- **What you will do**:
Rewrite all the rows below with "every occurrence" replaced by "each instance" and everything else unchanged. Leave the pictures out of your answer.

- **Dataset records**:

>> BEGIN

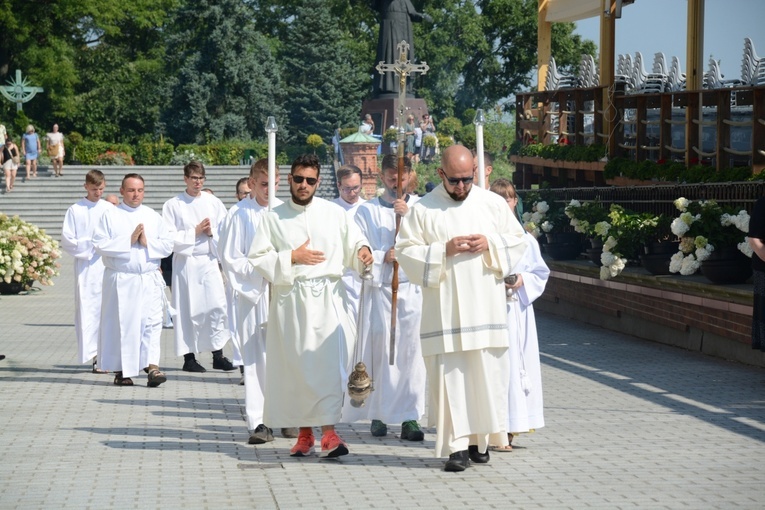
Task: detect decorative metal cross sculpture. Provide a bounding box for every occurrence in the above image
[376,41,430,365]
[0,69,43,112]
[375,41,430,135]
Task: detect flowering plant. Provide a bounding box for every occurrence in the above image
[0,214,61,289]
[95,151,135,166]
[669,197,752,275]
[564,199,608,237]
[594,204,662,280]
[521,190,568,237]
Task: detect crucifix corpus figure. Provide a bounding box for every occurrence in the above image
[0,69,43,112]
[376,41,430,365]
[374,0,433,97]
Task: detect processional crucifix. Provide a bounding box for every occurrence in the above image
[0,69,43,112]
[376,41,430,365]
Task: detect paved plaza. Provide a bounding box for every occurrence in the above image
[0,255,765,510]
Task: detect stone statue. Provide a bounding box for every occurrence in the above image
[374,0,433,97]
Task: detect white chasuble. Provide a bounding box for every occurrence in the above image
[61,198,114,363]
[249,197,368,428]
[396,185,526,456]
[162,191,231,356]
[93,203,173,377]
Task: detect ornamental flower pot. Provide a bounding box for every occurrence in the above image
[701,247,752,284]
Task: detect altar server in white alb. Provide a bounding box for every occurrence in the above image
[491,179,550,451]
[61,170,113,374]
[396,145,526,471]
[93,174,173,387]
[245,154,373,457]
[343,154,425,441]
[162,161,236,372]
[333,165,366,318]
[218,159,297,444]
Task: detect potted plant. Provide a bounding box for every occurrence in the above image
[670,197,752,283]
[0,213,61,294]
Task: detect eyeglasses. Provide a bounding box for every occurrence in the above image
[441,174,473,186]
[292,175,319,186]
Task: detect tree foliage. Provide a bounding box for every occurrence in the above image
[0,0,595,143]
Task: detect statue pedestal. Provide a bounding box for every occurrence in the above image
[361,96,428,136]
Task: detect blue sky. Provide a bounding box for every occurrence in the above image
[576,0,765,79]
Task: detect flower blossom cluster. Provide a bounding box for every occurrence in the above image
[0,214,61,287]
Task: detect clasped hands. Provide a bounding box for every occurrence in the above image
[446,234,489,257]
[292,239,374,266]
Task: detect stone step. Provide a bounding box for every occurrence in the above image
[0,166,337,239]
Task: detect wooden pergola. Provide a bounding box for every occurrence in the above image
[537,0,704,153]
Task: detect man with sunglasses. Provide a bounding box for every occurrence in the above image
[396,145,526,471]
[249,154,374,458]
[333,163,371,318]
[162,161,236,372]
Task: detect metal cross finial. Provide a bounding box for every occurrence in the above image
[0,69,43,112]
[375,41,430,130]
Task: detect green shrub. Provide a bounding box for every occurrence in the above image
[135,139,174,165]
[438,117,462,136]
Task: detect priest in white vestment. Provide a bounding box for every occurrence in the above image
[491,179,550,451]
[93,174,173,387]
[61,170,113,373]
[162,161,236,372]
[249,154,373,457]
[333,165,366,321]
[218,159,297,444]
[343,154,425,441]
[396,145,526,471]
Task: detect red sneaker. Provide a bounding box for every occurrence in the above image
[319,430,348,459]
[290,432,316,457]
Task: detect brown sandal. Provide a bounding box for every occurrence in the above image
[114,371,133,386]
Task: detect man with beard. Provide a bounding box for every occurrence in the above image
[396,145,526,471]
[249,154,373,457]
[343,154,425,441]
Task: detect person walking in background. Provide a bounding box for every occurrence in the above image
[245,154,373,457]
[21,124,42,179]
[396,145,527,471]
[46,124,66,177]
[218,159,297,444]
[343,154,425,441]
[748,198,765,351]
[162,161,236,372]
[0,138,20,193]
[490,179,550,451]
[61,170,112,374]
[93,173,173,388]
[333,165,366,321]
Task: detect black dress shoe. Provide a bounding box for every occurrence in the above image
[468,444,489,464]
[444,450,470,472]
[213,356,236,372]
[183,359,207,373]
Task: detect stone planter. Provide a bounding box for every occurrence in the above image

>> END

- **Written solution**:
Task: detect decorative metal cross sculpture. Provide a bounding box for each instance in the above image
[376,41,430,365]
[0,69,43,112]
[375,41,430,135]
Task: detect flowering plant. Provide a bounding box for each instance in the above image
[0,214,61,289]
[95,151,135,166]
[669,197,752,275]
[564,199,608,237]
[594,204,662,280]
[521,190,568,237]
Task: detect crucifix corpus figure. Provide a bounding box for each instance in the above image
[0,69,43,112]
[376,41,430,365]
[374,0,433,97]
Task: detect processional crucifix. Provide a bounding box for each instance in the above image
[0,69,43,112]
[376,41,430,365]
Task: detect paved plaza. Provide a bounding box for each instance in the above image
[0,255,765,510]
Task: detect stone statue. Provide a bounding box for each instance in the above image
[374,0,433,97]
Task: detect white chasuble. Provide a bounding box for each instance in the above image
[61,198,114,363]
[249,197,368,428]
[396,185,526,456]
[162,191,231,356]
[93,203,173,377]
Task: detect ornamental flower pot. Provide a bounding box for each instance in the above image
[701,247,752,284]
Task: detect altar server in white alb. Provide a bounding box for each instance in the above image
[491,179,550,451]
[61,170,113,374]
[396,145,526,471]
[93,174,173,387]
[245,154,373,457]
[343,154,425,441]
[162,161,236,372]
[333,165,366,318]
[218,159,297,444]
Task: detect potted plant. Provide a bounding box for each instance in the above image
[670,197,752,283]
[0,213,61,294]
Task: detect eyeglasses. Provide a bounding box for each instance in the above image
[441,174,473,186]
[292,175,319,186]
Task: detect tree foliage. Provide a bounding box for each instance in the above image
[0,0,595,143]
Task: detect statue pedestal. Provide a bounding box for each instance in the above image
[361,96,428,136]
Task: detect blue sky. Provide a bounding box for each instance in the above image
[576,0,765,79]
Task: detect flower blossom cluster. Provide a bounding box for each instance in the above image
[0,214,61,287]
Task: detect clasped hands. Provide a bounding box for each instance in the above image
[446,234,489,257]
[292,239,374,266]
Task: detect stone step. Provide a bounding box for each instance in the above image
[0,166,337,239]
Task: detect wooden pergola. Provide a bounding box for each instance in the above image
[537,0,704,153]
Task: detect man with sunglasses. Provide a bounding box for each instance in the above image
[396,145,526,471]
[249,154,374,458]
[333,163,371,318]
[162,161,236,372]
Task: detect metal cross finial. Provide a bounding box for each instance in the above image
[0,69,43,112]
[375,41,430,130]
Task: detect green shrub. Provide a bounding box for each instance in the above image
[135,139,174,165]
[438,117,462,136]
Task: detect priest in white vestment. Provide a bounding box for each instance in the above image
[491,179,550,451]
[93,174,173,387]
[61,170,113,373]
[162,161,236,372]
[249,154,373,457]
[333,165,366,321]
[218,159,297,444]
[343,154,425,441]
[396,145,526,471]
Task: detect red sneaker. Provide a bounding box for each instance in the above image
[319,430,348,459]
[290,432,316,457]
Task: detect brown sandal. Provide a bounding box for each instance in the above image
[114,371,133,386]
Task: detect man with beard. Provide a bounding box for each instance in the above image
[396,145,526,471]
[249,154,373,457]
[343,154,425,441]
Task: detect person walking in background. Provide a bounding box for each instance in the above image
[245,154,373,457]
[21,124,42,179]
[396,145,527,471]
[46,124,66,177]
[218,159,297,444]
[343,154,425,441]
[748,198,765,351]
[162,161,236,372]
[0,138,20,193]
[490,179,550,451]
[61,170,112,374]
[93,173,173,388]
[333,165,366,321]
Task: detect black dress shoe. Provide a bounding box for each instance in the above image
[468,444,489,464]
[444,450,470,472]
[213,356,236,372]
[183,359,207,373]
Task: detect stone planter. Provide a bounding box for each instance in the above image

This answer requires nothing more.